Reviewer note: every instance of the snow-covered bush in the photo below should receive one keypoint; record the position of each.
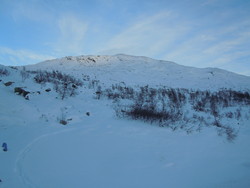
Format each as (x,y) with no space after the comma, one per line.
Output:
(170,107)
(4,72)
(64,84)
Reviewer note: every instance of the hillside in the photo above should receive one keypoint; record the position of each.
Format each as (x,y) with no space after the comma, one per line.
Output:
(135,70)
(123,121)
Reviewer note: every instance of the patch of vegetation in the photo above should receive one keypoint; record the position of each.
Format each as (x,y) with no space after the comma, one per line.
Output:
(173,108)
(4,72)
(64,84)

▶ **Task instructions**: Your reply must consist solely of the number of lines in the data that contain the word "every".

▶ **Answer to the problem**: 3